- What the task asks
When you reach the line with "[locate] the chrome bumper", start repeating the lines exactly and keep going to the end of the records, but drop every picture.

* * * * * * *

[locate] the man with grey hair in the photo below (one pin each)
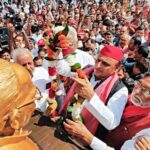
(39, 75)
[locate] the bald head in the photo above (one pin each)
(24, 57)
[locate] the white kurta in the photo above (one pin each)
(40, 79)
(109, 116)
(128, 145)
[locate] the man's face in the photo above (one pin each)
(139, 33)
(6, 56)
(19, 42)
(141, 93)
(26, 61)
(104, 66)
(31, 45)
(108, 37)
(131, 44)
(42, 55)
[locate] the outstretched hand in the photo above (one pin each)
(78, 129)
(142, 143)
(84, 88)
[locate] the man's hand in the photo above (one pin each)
(78, 129)
(84, 88)
(142, 143)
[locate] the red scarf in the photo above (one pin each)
(103, 91)
(71, 92)
(135, 111)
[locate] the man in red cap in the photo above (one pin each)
(105, 95)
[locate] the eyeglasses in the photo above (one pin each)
(35, 98)
(143, 89)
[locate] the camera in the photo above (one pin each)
(4, 37)
(34, 28)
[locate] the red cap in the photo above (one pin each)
(41, 42)
(112, 52)
(52, 71)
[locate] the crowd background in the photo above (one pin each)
(27, 25)
(31, 23)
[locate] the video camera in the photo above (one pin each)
(35, 28)
(4, 37)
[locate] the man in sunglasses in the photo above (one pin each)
(135, 123)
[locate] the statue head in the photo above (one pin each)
(16, 98)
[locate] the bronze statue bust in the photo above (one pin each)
(17, 94)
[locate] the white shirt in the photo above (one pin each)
(40, 79)
(63, 67)
(128, 145)
(109, 116)
(84, 58)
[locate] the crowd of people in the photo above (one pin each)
(109, 40)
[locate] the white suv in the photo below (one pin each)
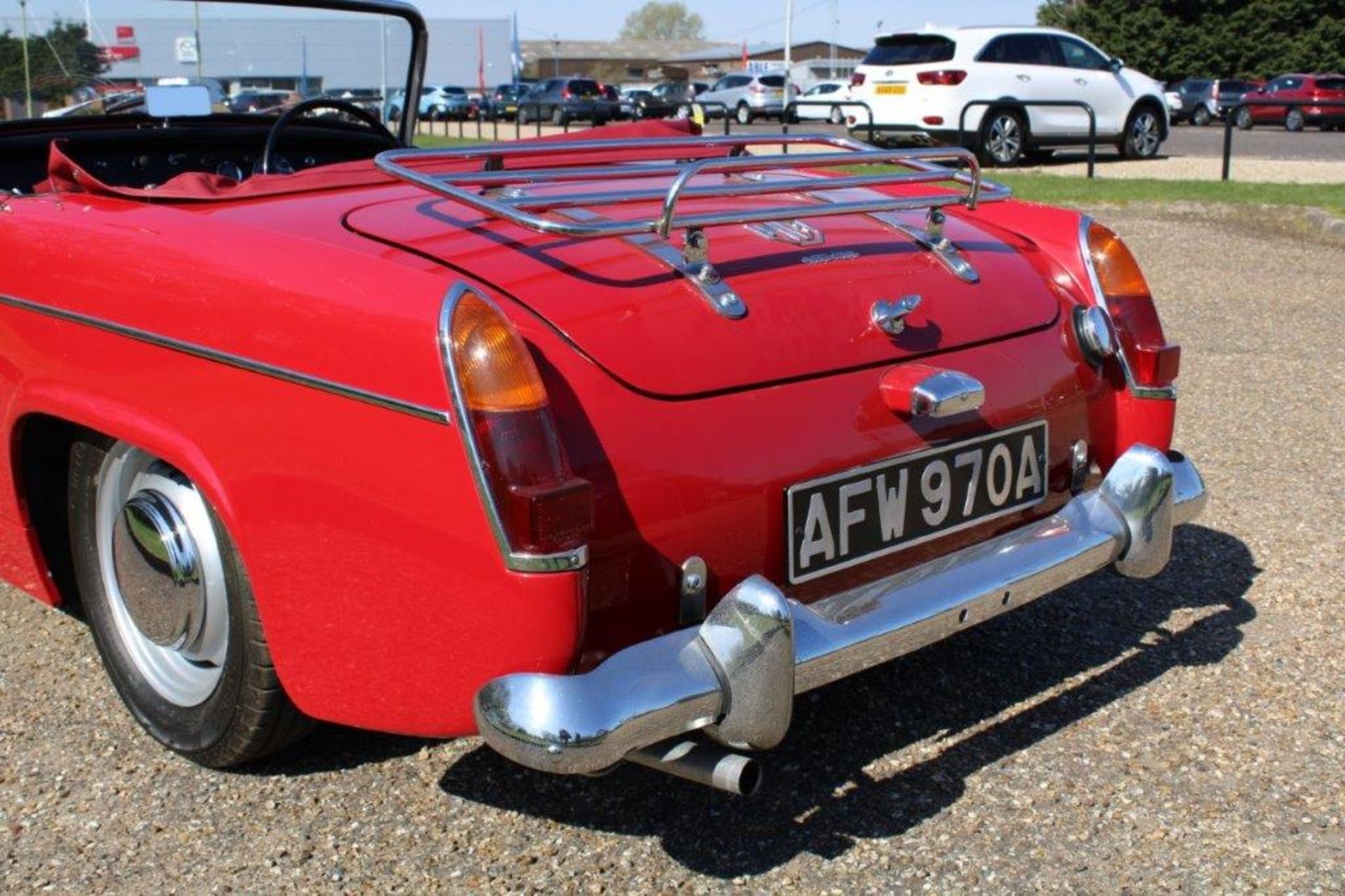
(919, 83)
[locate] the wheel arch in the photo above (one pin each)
(48, 422)
(1157, 108)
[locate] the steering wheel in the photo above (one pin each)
(320, 102)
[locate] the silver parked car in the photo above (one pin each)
(745, 97)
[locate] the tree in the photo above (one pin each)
(1173, 39)
(60, 61)
(658, 20)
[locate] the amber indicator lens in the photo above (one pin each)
(541, 505)
(1152, 359)
(494, 366)
(1118, 272)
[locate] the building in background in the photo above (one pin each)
(619, 62)
(813, 61)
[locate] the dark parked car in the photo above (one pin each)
(1192, 100)
(1229, 92)
(1301, 95)
(564, 100)
(631, 101)
(1204, 100)
(257, 100)
(666, 99)
(502, 102)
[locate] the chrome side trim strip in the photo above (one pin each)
(516, 560)
(286, 374)
(1095, 284)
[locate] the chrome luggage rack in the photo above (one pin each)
(499, 191)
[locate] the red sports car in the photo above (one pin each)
(1295, 101)
(603, 448)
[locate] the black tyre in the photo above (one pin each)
(1143, 135)
(1004, 137)
(172, 614)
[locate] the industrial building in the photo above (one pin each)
(310, 51)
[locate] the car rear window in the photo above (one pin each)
(909, 50)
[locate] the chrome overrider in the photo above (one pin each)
(735, 676)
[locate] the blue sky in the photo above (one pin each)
(736, 20)
(755, 20)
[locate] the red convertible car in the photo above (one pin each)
(600, 447)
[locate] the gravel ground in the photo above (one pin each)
(1180, 733)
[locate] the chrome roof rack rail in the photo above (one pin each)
(497, 190)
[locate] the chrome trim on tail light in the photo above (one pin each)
(516, 560)
(1099, 296)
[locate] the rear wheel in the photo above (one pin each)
(1143, 135)
(1004, 137)
(171, 609)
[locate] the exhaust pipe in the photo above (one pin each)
(703, 763)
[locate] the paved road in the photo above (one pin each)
(1176, 733)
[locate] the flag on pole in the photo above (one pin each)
(516, 55)
(481, 60)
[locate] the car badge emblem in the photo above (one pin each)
(794, 232)
(827, 257)
(891, 317)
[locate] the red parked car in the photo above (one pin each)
(1298, 101)
(600, 448)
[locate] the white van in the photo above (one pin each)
(919, 84)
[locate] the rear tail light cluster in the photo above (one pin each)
(1149, 359)
(944, 77)
(538, 507)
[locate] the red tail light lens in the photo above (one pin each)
(946, 77)
(539, 506)
(1152, 361)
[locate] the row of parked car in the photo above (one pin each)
(1299, 100)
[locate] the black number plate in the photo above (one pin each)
(852, 517)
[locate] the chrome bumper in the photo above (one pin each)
(735, 677)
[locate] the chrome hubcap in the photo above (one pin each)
(163, 574)
(1143, 134)
(1005, 139)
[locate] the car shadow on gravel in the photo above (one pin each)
(975, 700)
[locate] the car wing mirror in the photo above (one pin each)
(178, 101)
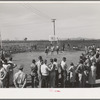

* * * * * * *

- Output for this exercise
[locate] the chrome bumper in the photo above (one pin each)
(735, 677)
[locate] the chrome hubcap in the photo above (one pin each)
(163, 574)
(1143, 134)
(1005, 139)
[locate] the car shadow on gravel in the photo above (one pin each)
(975, 700)
[locate] the car wing mirror in the photo above (one pin each)
(178, 101)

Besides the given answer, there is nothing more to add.